[WORK REQUEST 1]: According to the letter below about carbohydrate errors in protein models, in which cells was EBV gp350 expressed?
[WORK REQUEST 2]: The letter below about carbohydrate errors in protein models says roughly one-third of oligosaccharide entries contain significant errors. List every area in which it says these errors occur.
[WORK REQUEST 3]: Carry on the letter below about carbohydrate errors in protein models from its last sentence.

___ EXERCISE PASSAGE

To the Editor:

The building of crystallographic models of proteins is guided by understanding of the primary structure of proteins and by well-established and rigorously applied stereochemical principles. However, a cursory survey of Protein Data Bank entries containing oligosaccharides suggests that of the order of one-third of entries contain significant errors in carbohydrate stereochemistry, nomenclature or even consistency with the electron density maps. Many of the stereochemical errors can be detected by reference to conformational studies of glycans1,2 and to publicly available resources (http://www.glycosciences.de/tools/). However, these errors also indicate that there is a wide discrepancy in the sophistication of building and validation tools available for protein and carbohydrate models.

An example of the difficulties that can be encountered when building crystallographic models of glycoproteins is the recent model proposed by Szakonyi et al.3 of the Epstein-Barr virus major envelope glycoprotein, EBV gp350. EBV gp350 was expressed in Spodoptera frugiperda Sf9 cells, and Szakonyi et al.3 report that they observed electron density corresponding to the oligosaccharide chains of fourteen N-linked glycosylation sites. The crystallization of such a heavily glycosylated glycoprotein is a notable achievement. However, the proposed model contains not only systematic errors in carbohydrate stereochemistry, presumably resulting from inadequate parameter files, but also hitherto unreported motifs in the primary structures of the glycans.

______
___ SOURCE MATERIAL

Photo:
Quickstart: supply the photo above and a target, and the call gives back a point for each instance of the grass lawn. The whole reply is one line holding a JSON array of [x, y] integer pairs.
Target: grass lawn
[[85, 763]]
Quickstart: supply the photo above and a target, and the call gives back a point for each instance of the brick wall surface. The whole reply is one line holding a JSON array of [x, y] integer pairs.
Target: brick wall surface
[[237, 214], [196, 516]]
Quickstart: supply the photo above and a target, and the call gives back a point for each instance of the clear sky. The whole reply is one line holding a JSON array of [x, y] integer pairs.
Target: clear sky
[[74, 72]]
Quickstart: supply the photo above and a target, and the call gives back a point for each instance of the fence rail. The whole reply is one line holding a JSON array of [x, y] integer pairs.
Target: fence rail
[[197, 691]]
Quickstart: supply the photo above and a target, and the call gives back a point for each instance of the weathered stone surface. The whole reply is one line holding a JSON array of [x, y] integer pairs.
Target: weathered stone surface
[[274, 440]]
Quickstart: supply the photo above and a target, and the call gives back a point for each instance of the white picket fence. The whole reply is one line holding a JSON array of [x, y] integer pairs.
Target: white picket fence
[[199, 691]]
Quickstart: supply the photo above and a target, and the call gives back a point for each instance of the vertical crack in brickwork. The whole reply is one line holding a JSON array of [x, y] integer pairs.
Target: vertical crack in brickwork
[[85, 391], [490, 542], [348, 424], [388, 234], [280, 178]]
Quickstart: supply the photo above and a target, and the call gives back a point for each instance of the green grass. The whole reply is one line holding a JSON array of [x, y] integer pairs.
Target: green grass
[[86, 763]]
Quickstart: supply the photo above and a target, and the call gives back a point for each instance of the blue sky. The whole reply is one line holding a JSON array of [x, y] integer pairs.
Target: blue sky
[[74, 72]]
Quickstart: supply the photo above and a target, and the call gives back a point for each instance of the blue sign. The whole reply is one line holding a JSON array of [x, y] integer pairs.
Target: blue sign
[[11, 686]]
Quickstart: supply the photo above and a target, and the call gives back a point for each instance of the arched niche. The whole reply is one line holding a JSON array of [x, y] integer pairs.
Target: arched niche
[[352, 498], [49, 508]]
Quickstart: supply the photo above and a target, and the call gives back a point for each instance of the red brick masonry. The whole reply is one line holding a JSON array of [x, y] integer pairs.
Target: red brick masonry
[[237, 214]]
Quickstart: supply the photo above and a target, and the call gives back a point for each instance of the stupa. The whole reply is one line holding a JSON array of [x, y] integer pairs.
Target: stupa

______

[EXERCISE OUTPUT 1]: Spodoptera frugiperda Sf9 cells

[EXERCISE OUTPUT 2]: Carbohydrate stereochemistry, nomenclature, and consistency with the electron density maps.

[EXERCISE OUTPUT 3]:
The previously undescribed glycosidic linkages and motifs that Szakonyi et al.3 propose include Man-(1→3)-GlcNAc and GlcNAc-(1→3)-GlcNAc linkages (of indeterminate anomericity) within the trimannosyl core, hybrid-type glycans containing a terminal Man-(1→3)-GlcNAc linkage on the 3-antennae, and β-galactosyl motifs capping oligomannose-type glycans. We suggest that, in the absence of supporting evidence, electron density at 3.5-Å resolution should not be used to support linkages incompatible with the known biosynthetic routes of N-glycan processing. One of the advantages of the expression of EBV gp350 in Sf9 cells is the restricted range of carbohydrate structures that are likely to be observed. Such information can guide model building. Sf9 cell glycosylation is dominated by oligomannose-type (Man5–9GlcNAc2) and paucimannose-type glycans (Man2–3GlcNAc2 with or without core fucose)4. The highly unusual Gal2Man7GlcNAc2 glycans proposed by Szakonyi et al.3 could conceivably correspond to the underprocessed α-glucosylated oligomannose glycans derived from the highly conserved starting structure of glycosylation, Glc3Man9GlcNAc2 (ref. 2), but these are rarely observed on mature secreted glycoproteins5. Finally, the building of such large glycans seems to be inadequately supported by the deposited structure factor data.

In the wake of advances in the production and crystallization of glycoproteins, we believe there should now be a wider discussion about the application and control of refinement standards applied to glycosylation. This requires more robust validation procedures for newly reported structures as well as a systematic evaluation of those previously described (scrutiny from which the authors of this letter are not exempt). We suggest that carbohydrate-specific building and validation tools, capable of guiding the construction of biologically relevant and stereochemically accurate models, should be integrated into popular crystallographic software. Rigorous treatment of the structural biology of glycosylation can only enhance the structural analysis of glycoproteins and our understanding of their functions.